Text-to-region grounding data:
==========

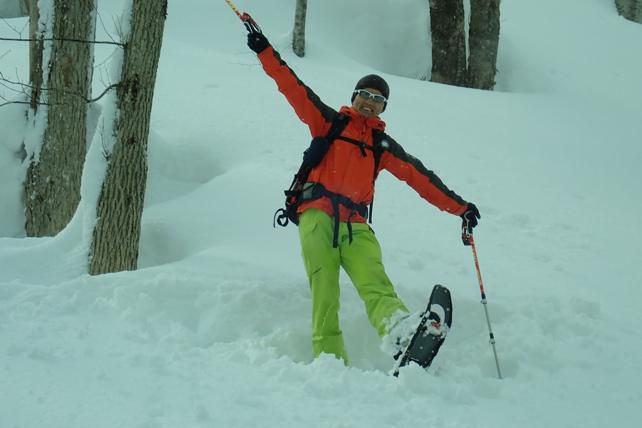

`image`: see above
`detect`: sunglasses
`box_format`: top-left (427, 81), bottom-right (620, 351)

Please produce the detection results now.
top-left (353, 89), bottom-right (387, 104)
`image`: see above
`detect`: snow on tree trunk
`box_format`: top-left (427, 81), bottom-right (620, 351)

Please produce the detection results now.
top-left (292, 0), bottom-right (307, 57)
top-left (615, 0), bottom-right (642, 23)
top-left (89, 0), bottom-right (167, 275)
top-left (24, 0), bottom-right (96, 236)
top-left (429, 0), bottom-right (467, 87)
top-left (467, 0), bottom-right (501, 90)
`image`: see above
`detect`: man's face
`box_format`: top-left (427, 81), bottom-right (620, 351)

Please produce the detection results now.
top-left (352, 87), bottom-right (386, 118)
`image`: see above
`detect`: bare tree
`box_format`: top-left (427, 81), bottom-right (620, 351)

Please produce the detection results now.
top-left (0, 0), bottom-right (29, 18)
top-left (0, 0), bottom-right (47, 110)
top-left (292, 0), bottom-right (307, 57)
top-left (615, 0), bottom-right (642, 23)
top-left (89, 0), bottom-right (168, 275)
top-left (24, 0), bottom-right (97, 236)
top-left (429, 0), bottom-right (467, 87)
top-left (428, 0), bottom-right (501, 90)
top-left (26, 0), bottom-right (44, 110)
top-left (467, 0), bottom-right (501, 90)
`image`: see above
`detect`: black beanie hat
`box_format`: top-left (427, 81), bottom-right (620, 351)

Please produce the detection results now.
top-left (351, 74), bottom-right (390, 104)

==========

**WORK INSTRUCTION:** The lines sought are those in the data above that include the string "tree"; copy each one.

**ANSWER TO THIS PROBLEM:**
`detect`: snow on tree trunk
`detect`: bare tree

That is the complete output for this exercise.